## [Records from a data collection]
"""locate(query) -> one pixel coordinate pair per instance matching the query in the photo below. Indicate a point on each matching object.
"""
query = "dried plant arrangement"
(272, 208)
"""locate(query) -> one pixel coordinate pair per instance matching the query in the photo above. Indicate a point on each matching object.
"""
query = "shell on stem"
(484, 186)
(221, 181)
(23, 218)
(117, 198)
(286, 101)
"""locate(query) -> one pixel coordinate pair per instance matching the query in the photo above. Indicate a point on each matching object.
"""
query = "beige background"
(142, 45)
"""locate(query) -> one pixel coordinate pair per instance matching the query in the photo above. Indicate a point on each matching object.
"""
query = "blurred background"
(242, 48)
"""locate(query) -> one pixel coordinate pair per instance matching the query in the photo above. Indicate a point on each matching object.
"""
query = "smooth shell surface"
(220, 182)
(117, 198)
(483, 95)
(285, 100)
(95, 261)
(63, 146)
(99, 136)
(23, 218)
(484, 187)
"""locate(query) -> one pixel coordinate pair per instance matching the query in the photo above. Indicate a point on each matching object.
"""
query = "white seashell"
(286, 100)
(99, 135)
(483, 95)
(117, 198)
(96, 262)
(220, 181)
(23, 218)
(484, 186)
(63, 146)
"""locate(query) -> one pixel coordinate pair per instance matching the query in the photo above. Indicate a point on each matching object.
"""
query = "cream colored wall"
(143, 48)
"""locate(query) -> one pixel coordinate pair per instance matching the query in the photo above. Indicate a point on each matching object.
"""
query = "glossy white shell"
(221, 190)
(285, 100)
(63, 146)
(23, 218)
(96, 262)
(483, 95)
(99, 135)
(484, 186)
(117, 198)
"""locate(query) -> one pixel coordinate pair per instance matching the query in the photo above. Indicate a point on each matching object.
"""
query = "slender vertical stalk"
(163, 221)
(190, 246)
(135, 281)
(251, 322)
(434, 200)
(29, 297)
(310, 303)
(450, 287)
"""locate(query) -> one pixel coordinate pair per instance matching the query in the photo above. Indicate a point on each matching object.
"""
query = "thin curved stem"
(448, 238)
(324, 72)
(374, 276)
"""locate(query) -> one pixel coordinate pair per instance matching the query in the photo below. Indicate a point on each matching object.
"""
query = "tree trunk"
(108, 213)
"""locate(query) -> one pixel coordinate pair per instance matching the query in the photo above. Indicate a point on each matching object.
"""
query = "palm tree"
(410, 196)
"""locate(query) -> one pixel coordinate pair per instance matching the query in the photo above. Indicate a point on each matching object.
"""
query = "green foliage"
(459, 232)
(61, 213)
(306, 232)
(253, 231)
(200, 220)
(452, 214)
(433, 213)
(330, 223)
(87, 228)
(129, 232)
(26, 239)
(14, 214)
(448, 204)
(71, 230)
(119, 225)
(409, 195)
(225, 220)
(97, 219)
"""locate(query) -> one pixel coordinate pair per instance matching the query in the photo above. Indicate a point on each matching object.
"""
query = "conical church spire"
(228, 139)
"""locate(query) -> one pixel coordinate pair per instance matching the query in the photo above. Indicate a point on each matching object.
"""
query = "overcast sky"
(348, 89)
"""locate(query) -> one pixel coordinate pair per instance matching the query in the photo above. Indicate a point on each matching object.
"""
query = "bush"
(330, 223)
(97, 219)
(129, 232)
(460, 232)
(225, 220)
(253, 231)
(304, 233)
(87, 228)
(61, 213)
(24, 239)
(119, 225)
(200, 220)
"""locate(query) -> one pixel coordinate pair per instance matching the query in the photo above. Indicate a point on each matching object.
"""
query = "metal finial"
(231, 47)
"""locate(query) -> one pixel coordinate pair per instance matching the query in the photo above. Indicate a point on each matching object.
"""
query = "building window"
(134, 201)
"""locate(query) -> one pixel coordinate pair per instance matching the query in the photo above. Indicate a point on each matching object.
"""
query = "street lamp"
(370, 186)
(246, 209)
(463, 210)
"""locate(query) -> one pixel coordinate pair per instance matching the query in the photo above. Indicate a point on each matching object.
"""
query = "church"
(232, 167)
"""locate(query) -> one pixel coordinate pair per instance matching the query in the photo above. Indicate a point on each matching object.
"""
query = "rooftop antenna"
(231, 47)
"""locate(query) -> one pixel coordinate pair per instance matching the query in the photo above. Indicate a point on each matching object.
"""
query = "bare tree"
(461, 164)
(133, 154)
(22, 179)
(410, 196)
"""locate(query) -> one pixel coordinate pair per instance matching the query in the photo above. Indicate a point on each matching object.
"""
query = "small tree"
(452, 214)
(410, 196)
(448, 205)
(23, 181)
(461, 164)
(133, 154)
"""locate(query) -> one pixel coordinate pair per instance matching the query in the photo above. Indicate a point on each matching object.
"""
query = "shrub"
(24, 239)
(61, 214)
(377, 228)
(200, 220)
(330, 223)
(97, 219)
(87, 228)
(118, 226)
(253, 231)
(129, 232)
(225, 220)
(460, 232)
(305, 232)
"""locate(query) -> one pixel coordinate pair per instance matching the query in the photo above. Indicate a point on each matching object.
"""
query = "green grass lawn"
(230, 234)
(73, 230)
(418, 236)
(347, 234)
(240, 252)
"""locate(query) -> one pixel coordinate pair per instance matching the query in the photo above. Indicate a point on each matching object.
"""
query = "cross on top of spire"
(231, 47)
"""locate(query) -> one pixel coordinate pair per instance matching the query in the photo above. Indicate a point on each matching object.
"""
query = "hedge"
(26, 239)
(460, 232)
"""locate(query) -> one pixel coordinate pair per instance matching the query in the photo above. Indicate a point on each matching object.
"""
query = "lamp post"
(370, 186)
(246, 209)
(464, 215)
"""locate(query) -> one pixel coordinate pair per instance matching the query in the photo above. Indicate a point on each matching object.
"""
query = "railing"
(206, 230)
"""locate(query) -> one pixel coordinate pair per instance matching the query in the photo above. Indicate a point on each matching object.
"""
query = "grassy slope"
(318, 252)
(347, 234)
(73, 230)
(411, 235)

## [WORK TO COMPLETE]
Make an exact copy of the data above.

## [ANSWER TO THIS TASK]
"""locate(query) -> one pixel coordinate pair per instance matching the query in the photo below. Indicate a point on each matching object.
"""
query = "dried plant arrangement"
(272, 208)
"""locate(query) -> one pixel coordinate pair per instance matching the query in the photo above. Indicate a point on each matching object.
"""
query = "shell on stem"
(484, 186)
(221, 181)
(23, 218)
(117, 198)
(286, 101)
"""locate(query) -> one pixel coordinate pair per instance matching the query in the photo above. Indicate a point on each matching object.
"""
query = "beige background"
(142, 45)
"""locate(query) -> one pixel coordinate pair per instance matching the query in the photo above. Indicate a point on each matching object.
"""
query = "blurred background"
(242, 48)
"""locate(query) -> one pixel coordinate pair per instance matching the query in the photo above. Indicate a point on each matching object.
"""
query = "smooth shell surface"
(220, 182)
(117, 198)
(483, 95)
(285, 100)
(95, 261)
(63, 146)
(99, 136)
(23, 218)
(484, 187)
"""locate(query) -> one pixel coordinate pair per instance matching the query in the photo above. Indicate a point on each matching object.
"""
query = "white seashell"
(286, 100)
(99, 135)
(483, 95)
(117, 198)
(96, 262)
(220, 181)
(23, 218)
(484, 186)
(63, 146)
"""locate(query) -> one pixel coordinate pair per instance matching the query in the photo above. Indicate a point on each matching object.
"""
query = "cream colored wall"
(143, 48)
"""locate(query) -> one pixel coordinate pair per instance matching the query in the photo above. Indicate a point on each matching object.
"""
query = "glossy white shell"
(221, 190)
(285, 100)
(63, 146)
(23, 218)
(96, 262)
(483, 95)
(99, 135)
(484, 186)
(117, 198)
"""locate(query) -> one pixel coordinate pair per instance matching the query in the photo above. Indicate a point on each matching object.
"""
query = "slender vertical stalk"
(163, 221)
(190, 246)
(135, 281)
(251, 322)
(434, 200)
(29, 297)
(310, 303)
(450, 287)
"""locate(query) -> one pixel coordinate pair per instance matching the query in the photo above. Indicate a point on each matching object.
"""
query = "thin curved stem"
(448, 238)
(324, 72)
(374, 276)
"""locate(query) -> one pixel coordinate pair per instance matching the query in the photo below. Indicate a point on each matching object.
"""
query = "tree trunk"
(108, 213)
"""locate(query) -> one pixel coordinate pair per instance matching the query in the photo above. Indicate a point on each matching object.
"""
query = "palm tree"
(410, 196)
"""locate(query) -> one pixel coordinate pair per instance matching the query in the photo above. Indicate a point on each matching object.
"""
query = "green foliage"
(459, 232)
(61, 213)
(306, 232)
(253, 231)
(200, 220)
(452, 214)
(433, 213)
(330, 223)
(87, 228)
(129, 232)
(26, 239)
(14, 214)
(448, 204)
(71, 230)
(119, 225)
(409, 195)
(225, 220)
(97, 219)
"""locate(query) -> one pixel coordinate pair per instance matching the query in the photo above. Indicate a point on each matching object.
"""
query = "conical church spire"
(228, 139)
"""locate(query) -> one pixel coordinate pair per instance matching the query in the photo above. Indicate a point on each matching object.
"""
query = "overcast sky"
(348, 89)
"""locate(query) -> one pixel coordinate pair per instance matching the query in the photo above. Indicate a point on each matching object.
"""
query = "bush"
(330, 223)
(97, 219)
(129, 232)
(460, 232)
(225, 220)
(253, 231)
(304, 233)
(87, 228)
(61, 213)
(24, 239)
(119, 225)
(200, 220)
"""locate(query) -> one pixel coordinate pair per instance matching the query in the photo above. Indicate a point on each matching object.
"""
query = "metal finial"
(231, 47)
"""locate(query) -> one pixel coordinate pair per instance matching the query in the photo above. Indicate a point on each matching object.
"""
query = "building window"
(134, 201)
"""locate(query) -> one pixel coordinate pair per instance matching the query in the photo above. Indicate a point on each matching object.
"""
query = "street lamp"
(370, 186)
(246, 209)
(463, 210)
"""locate(query) -> one pixel coordinate pair per instance matching the query in the photo above. Indicate a point on each matching object.
"""
query = "church"
(232, 167)
"""locate(query) -> one pixel coordinate pair per instance matching the query in the photo above. Indicate a point on each matching object.
"""
query = "rooftop antenna"
(231, 47)
"""locate(query) -> one pixel coordinate pair per instance matching the query in the photo above. Indicate a point on each matching object.
"""
query = "bare tree"
(461, 164)
(133, 154)
(22, 179)
(410, 196)
"""locate(query) -> one pixel coordinate pair per instance matching the query in the photo above. Indicate a point on each matching object.
"""
query = "small tree"
(452, 214)
(410, 196)
(448, 205)
(23, 181)
(461, 164)
(133, 154)
"""locate(query) -> one pixel coordinate pair per instance matching the query in the photo above. Indicate a point on each matching object.
"""
query = "shrub"
(24, 239)
(61, 214)
(377, 228)
(200, 220)
(330, 223)
(97, 219)
(87, 228)
(118, 226)
(253, 231)
(129, 232)
(225, 220)
(460, 232)
(305, 232)
"""locate(query) -> one pixel coordinate pair per instance matching the query in the photo above. Indicate a point on each matching object.
"""
query = "green grass lawn"
(230, 234)
(73, 230)
(418, 236)
(347, 234)
(240, 252)
"""locate(query) -> one pixel coordinate pair per instance matching the query in the photo above. Indicate a point on each matching object.
"""
query = "cross on top of spire"
(231, 47)
"""locate(query) -> one pixel coordinate pair per instance matching the query in the photo above. Indicate a point on each matching object.
"""
query = "hedge"
(26, 239)
(460, 232)
"""locate(query) -> one pixel coordinate pair per instance matching the query in the photo above. Indicate a point on each matching object.
"""
query = "lamp post"
(370, 186)
(246, 209)
(464, 215)
"""locate(query) -> one pixel coordinate pair per instance matching the query in the photo above. Indicate a point on each matching object.
"""
query = "railing"
(206, 230)
"""locate(query) -> one pixel coordinate pair per instance matching the query in the photo above. Indicate a point on each matching object.
"""
query = "grassy slope"
(318, 252)
(347, 234)
(73, 230)
(411, 235)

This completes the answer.